**Quoted passage**
----------------
The Vassalls’ “family life in St. Michael was one of lavish magnificence," although the people they enslaved were subjected to the "crudest" of conditions. English visitors to their home reported being "shocked" that the slaves “who waited on tables loaded in silver plate” wore “the scantiest of clothing, and that often in tatters."[100] Sugar slavery was “hugely profitable,” despite being “one of the most deadly forms of slavery ever invented.”[101] “Returns from the commodities produced by enslaved people were so great that it was profitable to work African men, women and children to death.” On average, workers died within seven years of enslavement.[102] Because the English knew slavery to be brutal, they made it illegal to enslave Christians, and they "policed the line between slave and free by restricting access to baptism." When courts began emancipating slaves who converted to Christianity, "slave owners adapted: they introduced a new language of exclusion based on 'whiteness' rather than Christian status."[103]

Vassall made his will in Barbados on 13 July 1655. One-third of his estates in Barbados, New England, and elsewhere went to his only son, John; the remaining two-thirds was divided evenly between his daughters. Vassall’s wife Anna King is unnamed in the document. Vassall chose son John as his sole executor and directed son-in-law Nicholas Ware, husband of Anna, to remain on the plantation, acting as manager until John’s order or arrival. Vassall did not sign the document, but “made his mark” in the presence of witnesses,[104] suggesting he suffered injury or infirmity.
----------------
**Given information**
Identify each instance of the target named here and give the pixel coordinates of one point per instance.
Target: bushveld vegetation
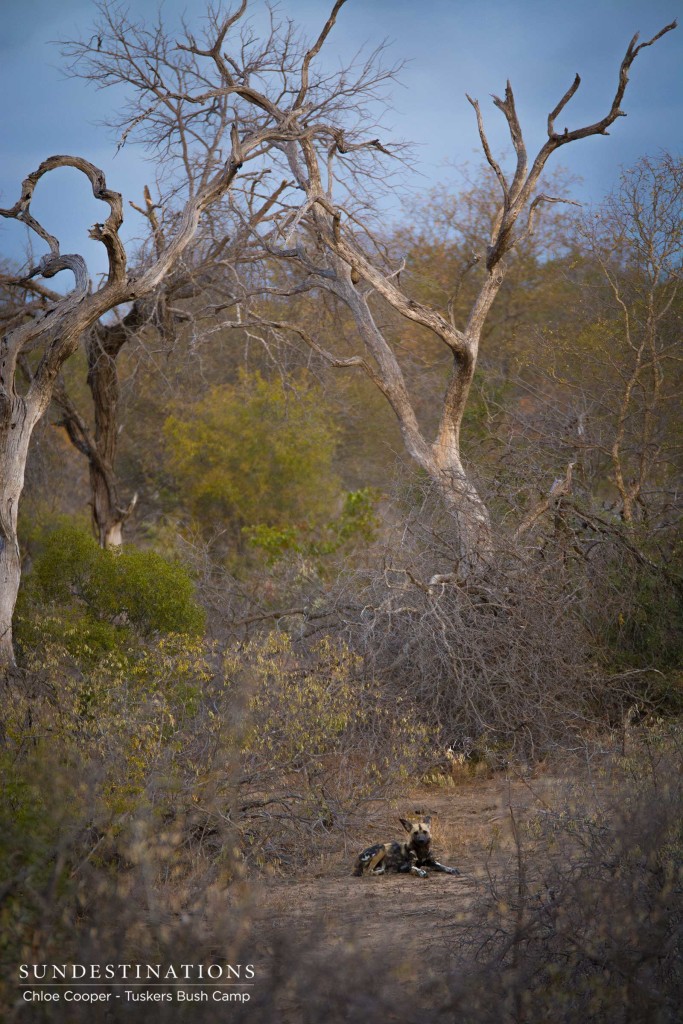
(228, 676)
----------------
**Written instruction 1**
From the passage on the Vassall family, list every person named in the paragraph about the will, other than Vassall himself, along with how the text identifies each one.
**Written instruction 2**
Answer these questions using the passage on the Vassall family:
(a) On what date did Vassall make his will?
(b) On average, how soon after enslavement did workers die?
(c) What share of Vassall's estates went to his son John?
**Written instruction 3**
For each statement, decide whether the passage on the Vassall family supports it:
(a) Vassall signed his will himself.
(b) The English made it illegal to enslave Christians.
(c) Vassall's daughters split two-thirds of his estates evenly among themselves.

**Final answer 1**
- Anna King: Vassall's wife, who goes unnamed in the will
- John: his only son and sole executor
- Nicholas Ware: his son-in-law
- Anna: the wife of Nicholas Ware

**Final answer 2**
(a) 13 July 1655
(b) Within seven years
(c) One-third

**Final answer 3**
(a) No: "Vassall did not sign the document"
(b) Yes: "they made it illegal to enslave Christians"
(c) Yes: "the remaining two-thirds was divided evenly between his daughters"